I hope Mazz is okay. I am sorry if I upset him. I feel badly for not believing that he had an appointment next Friday…he had recently kind of lied about not being able to make a meeting because of a meeting with you last Monday. I hope all is okay.

My response was vague and pretty lame. To be fair, I believed what I wrote because it was what Mazz had been telling me for all the years I had known him. He always kind of fell apart in June, so I thought it was “normal.”

DDV: I think he’s ok. He always gets a little weird in June because it’s the anniversary of when his dad died.

November 2012:

Hey…what’s going on in your house? Mazz is sick again? Sheesk. I hope you guys are okay. Students keep looking for him.

Avoid, avoid, AVOID.

DDV: Not sure. Haven’t been home all day. He didn’t feel great yesterday.

December 2012:

If you want to do coffee sometime next week, let me know when is good for you…Speaking of administrators, there are complaints put in by students and other faculty in regards to not being able to find certain professors because they are never around. I have been asked to document missed meetings etc….along with others. I have also been told I need to document anytime a colleague of mine comes in smelling of alcohol, because of complaints put in by students. It is getting a little ruthless and I don’t like it. However, I have also noticed that a special colleague/friend of mine has missed several meetings and not just with me. When I ask this friend of mine why he misses meetings, his wife and child is usually the excuse he gives….needing to run errands for them. I have reported nothing, but it is becoming a bigger issue – not just with our department, but it has red flags up with administrators. I have also noticed that sometimes this friend of mine does smell like alcohol. I have confronted this person with it (and not taken it further) and excuses are plenty. Take care….I have lots that I would like to talk to you about.

Finally, after this note, I confronted Mazz. I told him I had gotten a number of messages from this person and that she was concerned. He flatly refused any part of the note. He had answers for all of it: he was fed up; she was crazy; people were out to get him because they were jealous, he had been double booked for meetings and had to pick one, etc.

I responded in the best way I knew how with the extremely limited understanding I had:

This is not a conversation I would ever have without Mazz being present, so I am going to pass on coffee.
◆ ◆ ◆ ◆ ◆ ◆ ◆
Reproduce word for word the passage of the text about Mazz, everything from "I hope Mazz" down to "Avoid, avoid, AVOID.". Rely only on the text above to complete this work.

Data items
◆ ◆ ◆ ◆ ◆ ◆ ◆
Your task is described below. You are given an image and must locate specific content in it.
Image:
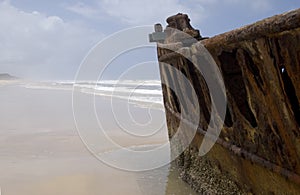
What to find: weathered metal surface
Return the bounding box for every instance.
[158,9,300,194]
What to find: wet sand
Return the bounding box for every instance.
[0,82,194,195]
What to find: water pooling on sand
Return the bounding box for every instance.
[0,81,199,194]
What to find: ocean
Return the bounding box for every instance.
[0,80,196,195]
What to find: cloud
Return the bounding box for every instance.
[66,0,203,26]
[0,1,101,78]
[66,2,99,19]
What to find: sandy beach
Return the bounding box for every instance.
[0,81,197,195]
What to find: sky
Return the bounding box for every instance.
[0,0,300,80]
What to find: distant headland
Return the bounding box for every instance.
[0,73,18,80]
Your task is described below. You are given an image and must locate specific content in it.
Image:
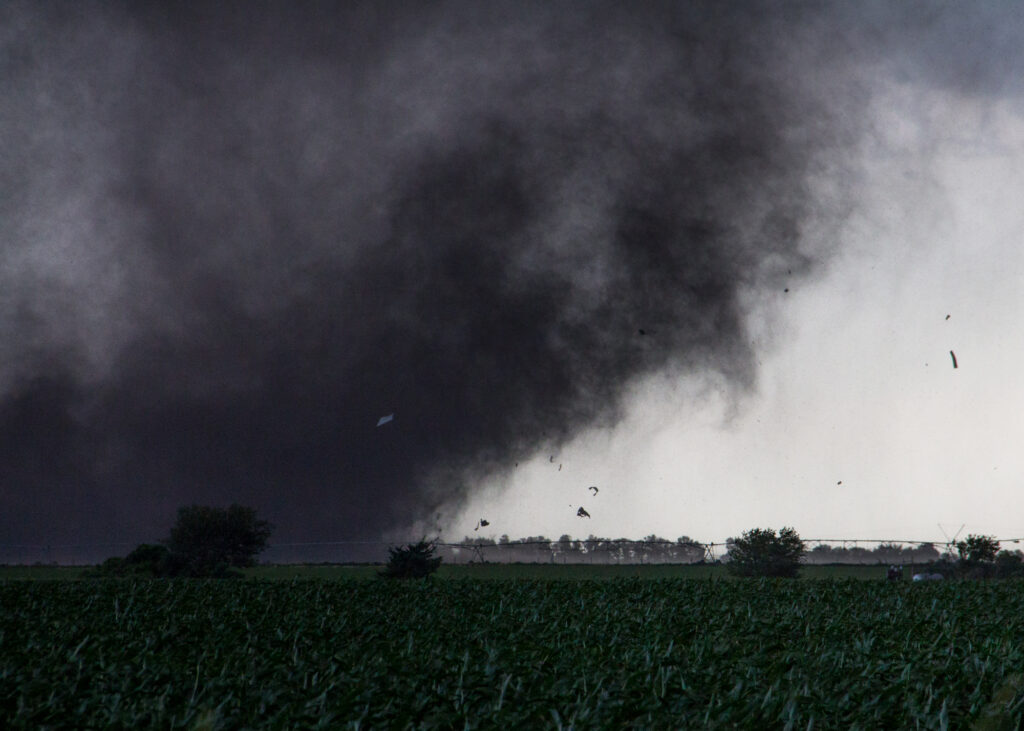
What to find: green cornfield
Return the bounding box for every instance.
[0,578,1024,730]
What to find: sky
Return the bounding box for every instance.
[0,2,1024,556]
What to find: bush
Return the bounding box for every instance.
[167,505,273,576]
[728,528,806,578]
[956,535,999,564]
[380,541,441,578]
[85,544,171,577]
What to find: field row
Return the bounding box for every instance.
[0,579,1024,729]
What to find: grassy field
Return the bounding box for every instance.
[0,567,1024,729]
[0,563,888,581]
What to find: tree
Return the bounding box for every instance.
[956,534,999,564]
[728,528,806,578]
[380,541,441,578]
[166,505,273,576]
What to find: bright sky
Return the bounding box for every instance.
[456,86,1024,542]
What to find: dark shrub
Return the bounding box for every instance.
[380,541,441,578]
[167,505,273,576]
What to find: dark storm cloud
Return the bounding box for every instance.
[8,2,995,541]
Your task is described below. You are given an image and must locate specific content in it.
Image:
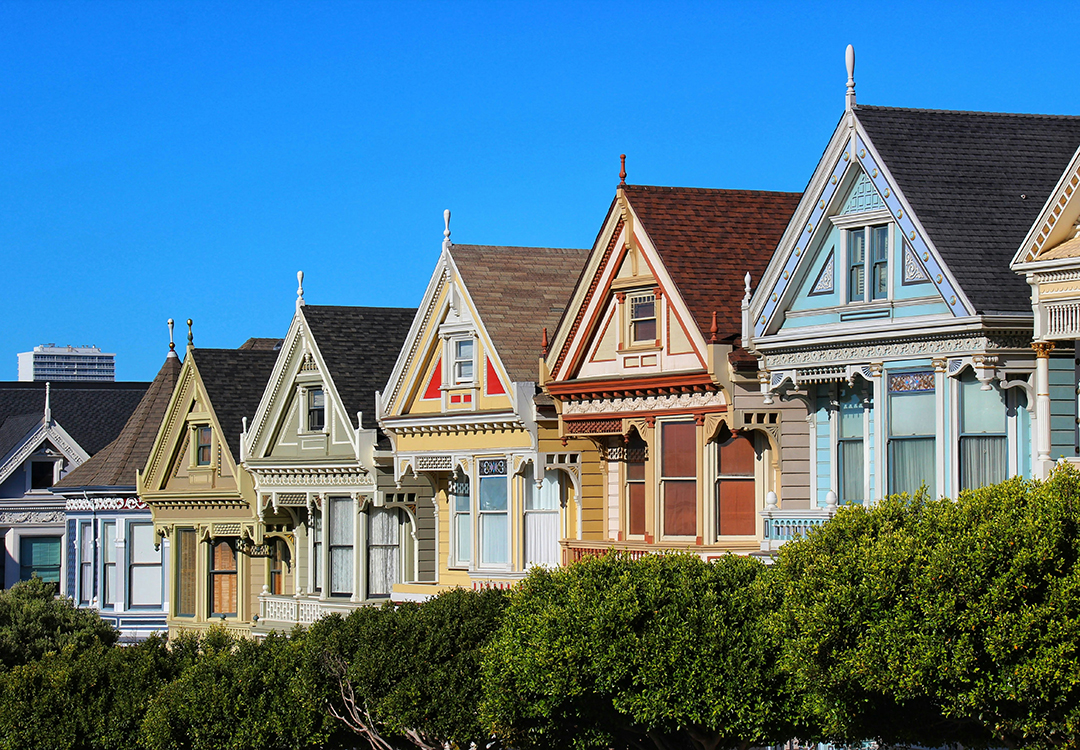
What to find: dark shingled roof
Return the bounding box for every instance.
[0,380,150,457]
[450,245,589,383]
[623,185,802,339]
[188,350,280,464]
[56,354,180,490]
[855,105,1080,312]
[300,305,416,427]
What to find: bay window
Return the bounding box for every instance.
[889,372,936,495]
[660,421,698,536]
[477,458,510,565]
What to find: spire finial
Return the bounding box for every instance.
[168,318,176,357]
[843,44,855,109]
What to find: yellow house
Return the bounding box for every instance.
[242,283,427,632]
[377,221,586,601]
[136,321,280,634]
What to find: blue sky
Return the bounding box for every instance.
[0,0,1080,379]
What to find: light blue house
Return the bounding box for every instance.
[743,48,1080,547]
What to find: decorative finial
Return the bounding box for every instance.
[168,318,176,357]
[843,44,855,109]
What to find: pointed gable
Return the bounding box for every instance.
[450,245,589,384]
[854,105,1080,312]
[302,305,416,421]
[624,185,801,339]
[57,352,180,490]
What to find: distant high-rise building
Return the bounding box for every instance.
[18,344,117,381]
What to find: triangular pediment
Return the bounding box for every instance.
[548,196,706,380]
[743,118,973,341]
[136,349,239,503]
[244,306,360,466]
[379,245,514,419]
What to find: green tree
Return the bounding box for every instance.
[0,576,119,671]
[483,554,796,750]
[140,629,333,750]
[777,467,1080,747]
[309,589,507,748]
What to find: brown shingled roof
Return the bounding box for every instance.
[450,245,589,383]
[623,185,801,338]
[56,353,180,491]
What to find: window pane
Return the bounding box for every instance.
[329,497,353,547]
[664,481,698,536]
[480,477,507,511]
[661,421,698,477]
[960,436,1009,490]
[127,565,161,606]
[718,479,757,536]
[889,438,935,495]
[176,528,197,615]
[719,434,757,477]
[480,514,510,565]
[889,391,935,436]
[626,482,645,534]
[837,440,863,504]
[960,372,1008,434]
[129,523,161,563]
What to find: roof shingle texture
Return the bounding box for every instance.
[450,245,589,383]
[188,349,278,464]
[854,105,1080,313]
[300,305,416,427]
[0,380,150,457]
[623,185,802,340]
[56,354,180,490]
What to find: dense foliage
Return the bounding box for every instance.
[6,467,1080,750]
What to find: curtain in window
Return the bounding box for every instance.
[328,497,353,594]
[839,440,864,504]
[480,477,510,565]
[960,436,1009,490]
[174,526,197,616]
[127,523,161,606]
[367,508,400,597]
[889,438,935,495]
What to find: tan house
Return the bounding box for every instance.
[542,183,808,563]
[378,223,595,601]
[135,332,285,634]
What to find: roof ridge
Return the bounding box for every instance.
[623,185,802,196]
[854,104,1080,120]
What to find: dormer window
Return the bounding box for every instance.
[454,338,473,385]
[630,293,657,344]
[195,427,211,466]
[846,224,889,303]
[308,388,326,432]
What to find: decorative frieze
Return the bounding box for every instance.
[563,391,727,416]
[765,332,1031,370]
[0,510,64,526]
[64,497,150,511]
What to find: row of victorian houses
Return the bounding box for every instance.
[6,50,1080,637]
◆ ◆ ◆ ◆ ◆ ◆ ◆
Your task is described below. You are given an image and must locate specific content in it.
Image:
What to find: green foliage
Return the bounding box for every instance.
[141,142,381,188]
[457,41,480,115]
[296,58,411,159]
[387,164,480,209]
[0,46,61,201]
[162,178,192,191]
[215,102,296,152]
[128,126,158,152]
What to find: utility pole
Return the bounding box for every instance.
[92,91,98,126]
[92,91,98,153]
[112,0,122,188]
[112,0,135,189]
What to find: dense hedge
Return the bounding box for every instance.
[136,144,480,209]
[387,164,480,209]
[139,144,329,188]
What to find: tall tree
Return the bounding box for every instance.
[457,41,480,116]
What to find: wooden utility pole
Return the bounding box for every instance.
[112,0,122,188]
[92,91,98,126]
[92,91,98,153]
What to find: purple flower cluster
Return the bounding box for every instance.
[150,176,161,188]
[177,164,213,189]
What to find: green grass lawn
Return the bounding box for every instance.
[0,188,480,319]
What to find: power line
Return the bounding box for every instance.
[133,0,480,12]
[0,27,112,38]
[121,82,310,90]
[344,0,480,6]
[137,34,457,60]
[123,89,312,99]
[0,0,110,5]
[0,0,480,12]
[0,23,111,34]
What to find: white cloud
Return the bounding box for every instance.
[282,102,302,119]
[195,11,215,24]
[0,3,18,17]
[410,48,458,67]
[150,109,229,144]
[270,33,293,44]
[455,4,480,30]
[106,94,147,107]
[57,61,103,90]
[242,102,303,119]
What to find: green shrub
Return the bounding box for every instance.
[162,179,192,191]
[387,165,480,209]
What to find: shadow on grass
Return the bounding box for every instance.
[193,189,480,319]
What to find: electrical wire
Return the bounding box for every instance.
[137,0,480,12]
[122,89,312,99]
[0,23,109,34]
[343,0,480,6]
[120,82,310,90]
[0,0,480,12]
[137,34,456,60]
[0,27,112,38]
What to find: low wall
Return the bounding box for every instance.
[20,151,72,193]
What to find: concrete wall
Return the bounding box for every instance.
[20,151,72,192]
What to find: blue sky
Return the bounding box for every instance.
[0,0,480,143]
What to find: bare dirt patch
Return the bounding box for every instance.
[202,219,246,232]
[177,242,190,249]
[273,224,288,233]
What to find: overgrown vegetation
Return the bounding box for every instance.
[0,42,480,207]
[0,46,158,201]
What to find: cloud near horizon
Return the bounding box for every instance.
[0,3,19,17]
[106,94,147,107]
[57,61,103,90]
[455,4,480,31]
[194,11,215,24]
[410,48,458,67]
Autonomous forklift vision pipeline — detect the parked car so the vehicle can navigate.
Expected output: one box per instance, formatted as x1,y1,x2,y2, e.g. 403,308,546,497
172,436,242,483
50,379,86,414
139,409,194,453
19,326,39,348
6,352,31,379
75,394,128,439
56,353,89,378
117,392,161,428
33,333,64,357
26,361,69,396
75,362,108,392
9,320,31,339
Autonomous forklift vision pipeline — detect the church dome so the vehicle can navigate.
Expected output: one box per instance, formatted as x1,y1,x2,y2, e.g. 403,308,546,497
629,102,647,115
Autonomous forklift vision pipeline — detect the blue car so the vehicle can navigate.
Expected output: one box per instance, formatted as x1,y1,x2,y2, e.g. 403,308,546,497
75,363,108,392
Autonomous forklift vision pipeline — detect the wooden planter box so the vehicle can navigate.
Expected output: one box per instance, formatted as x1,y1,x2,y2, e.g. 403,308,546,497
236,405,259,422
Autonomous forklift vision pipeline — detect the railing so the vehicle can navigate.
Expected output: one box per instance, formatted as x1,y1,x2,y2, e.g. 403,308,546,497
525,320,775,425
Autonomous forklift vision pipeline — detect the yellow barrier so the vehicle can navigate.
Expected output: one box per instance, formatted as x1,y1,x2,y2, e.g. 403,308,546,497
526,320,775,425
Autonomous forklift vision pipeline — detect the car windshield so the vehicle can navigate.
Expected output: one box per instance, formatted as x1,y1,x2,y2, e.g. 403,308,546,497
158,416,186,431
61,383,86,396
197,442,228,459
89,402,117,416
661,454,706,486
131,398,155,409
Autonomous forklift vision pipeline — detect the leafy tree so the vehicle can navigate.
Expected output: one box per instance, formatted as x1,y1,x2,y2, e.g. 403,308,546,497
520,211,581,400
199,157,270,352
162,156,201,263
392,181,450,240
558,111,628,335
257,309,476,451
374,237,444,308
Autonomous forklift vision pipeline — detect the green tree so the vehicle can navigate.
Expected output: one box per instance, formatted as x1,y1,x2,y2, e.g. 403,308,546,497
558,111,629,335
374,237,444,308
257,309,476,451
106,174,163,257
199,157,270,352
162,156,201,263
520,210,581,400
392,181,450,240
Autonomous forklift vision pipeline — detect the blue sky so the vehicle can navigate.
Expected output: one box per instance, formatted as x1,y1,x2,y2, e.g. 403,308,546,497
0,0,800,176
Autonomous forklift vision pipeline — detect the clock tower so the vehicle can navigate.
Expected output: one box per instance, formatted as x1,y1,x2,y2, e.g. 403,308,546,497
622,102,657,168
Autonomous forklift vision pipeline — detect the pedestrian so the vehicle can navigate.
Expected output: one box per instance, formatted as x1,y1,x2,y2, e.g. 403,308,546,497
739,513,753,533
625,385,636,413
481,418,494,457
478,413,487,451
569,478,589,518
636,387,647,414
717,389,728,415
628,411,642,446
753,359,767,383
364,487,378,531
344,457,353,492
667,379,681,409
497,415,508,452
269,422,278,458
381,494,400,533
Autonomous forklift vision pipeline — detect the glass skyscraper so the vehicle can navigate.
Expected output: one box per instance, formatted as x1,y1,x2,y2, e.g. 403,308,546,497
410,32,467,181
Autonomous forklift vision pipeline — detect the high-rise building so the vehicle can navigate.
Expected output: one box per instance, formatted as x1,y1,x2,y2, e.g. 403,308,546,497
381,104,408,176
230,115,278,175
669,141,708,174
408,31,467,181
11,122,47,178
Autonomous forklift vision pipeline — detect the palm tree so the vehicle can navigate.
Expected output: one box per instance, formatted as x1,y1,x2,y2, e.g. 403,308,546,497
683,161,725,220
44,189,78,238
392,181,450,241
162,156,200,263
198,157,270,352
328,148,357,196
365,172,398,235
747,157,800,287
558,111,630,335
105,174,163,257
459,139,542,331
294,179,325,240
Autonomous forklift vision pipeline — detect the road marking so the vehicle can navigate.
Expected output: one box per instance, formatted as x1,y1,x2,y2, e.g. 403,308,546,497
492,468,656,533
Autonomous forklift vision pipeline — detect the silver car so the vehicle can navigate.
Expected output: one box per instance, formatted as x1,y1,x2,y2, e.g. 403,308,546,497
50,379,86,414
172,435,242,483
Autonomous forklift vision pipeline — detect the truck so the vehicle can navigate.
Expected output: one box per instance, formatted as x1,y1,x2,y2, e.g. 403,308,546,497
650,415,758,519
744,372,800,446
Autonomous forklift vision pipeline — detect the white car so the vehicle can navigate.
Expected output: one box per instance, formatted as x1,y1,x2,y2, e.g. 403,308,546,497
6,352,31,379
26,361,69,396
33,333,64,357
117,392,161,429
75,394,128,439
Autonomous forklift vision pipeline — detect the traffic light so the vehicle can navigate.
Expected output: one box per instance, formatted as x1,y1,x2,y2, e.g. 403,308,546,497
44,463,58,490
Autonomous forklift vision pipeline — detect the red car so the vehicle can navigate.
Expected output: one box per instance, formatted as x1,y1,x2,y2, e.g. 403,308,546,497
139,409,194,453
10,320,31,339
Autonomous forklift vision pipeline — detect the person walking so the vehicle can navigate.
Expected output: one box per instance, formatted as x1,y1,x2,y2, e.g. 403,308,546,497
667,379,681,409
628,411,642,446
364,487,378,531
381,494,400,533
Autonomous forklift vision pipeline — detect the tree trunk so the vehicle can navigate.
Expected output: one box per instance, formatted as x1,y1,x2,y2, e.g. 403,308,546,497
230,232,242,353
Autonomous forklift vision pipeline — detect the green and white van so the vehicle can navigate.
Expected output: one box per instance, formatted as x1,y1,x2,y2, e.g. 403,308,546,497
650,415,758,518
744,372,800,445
◆ ◆ ◆ ◆ ◆ ◆ ◆
### The completed task:
I hope Mazz is okay. I am sorry if I upset him. I feel badly for not believing that he had an appointment next Friday…he had recently kind of lied about not being able to make a meeting because of a meeting with you last Monday. I hope all is okay.

My response was vague and pretty lame. To be fair, I believed what I wrote because it was what Mazz had been telling me for all the years I had known him. He always kind of fell apart in June, so I thought it was “normal.”

DDV: I think he’s ok. He always gets a little weird in June because it’s the anniversary of when his dad died.

November 2012:

Hey…what’s going on in your house? Mazz is sick again? Sheesk. I hope you guys are okay. Students keep looking for him.

Avoid, avoid, AVOID.